------ INPUT FOR THIS TASK

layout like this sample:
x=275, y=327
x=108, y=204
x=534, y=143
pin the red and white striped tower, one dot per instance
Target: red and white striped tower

------------

TASK STATEMENT
Edit the records so that every occurrence of "striped" becomes "banded", leaving all other text unchanged.

COMPLETE OUTPUT
layout like this sample:
x=275, y=327
x=108, y=204
x=534, y=143
pin the red and white banded tower, one dot per instance
Target: red and white banded tower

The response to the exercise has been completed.